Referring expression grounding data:
====

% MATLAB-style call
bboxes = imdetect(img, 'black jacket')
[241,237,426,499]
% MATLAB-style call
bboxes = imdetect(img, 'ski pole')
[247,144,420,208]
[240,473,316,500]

====

Problem to solve: Reproduce verbatim the stretch of lines beginning with the one containing "bboxes = imdetect(img, 'black jacket')" and ending at the close of the entries above.

The answer:
bboxes = imdetect(img, 'black jacket')
[241,237,426,499]
% MATLAB-style call
bboxes = imdetect(img, 'ski pole')
[247,144,420,208]
[240,473,316,500]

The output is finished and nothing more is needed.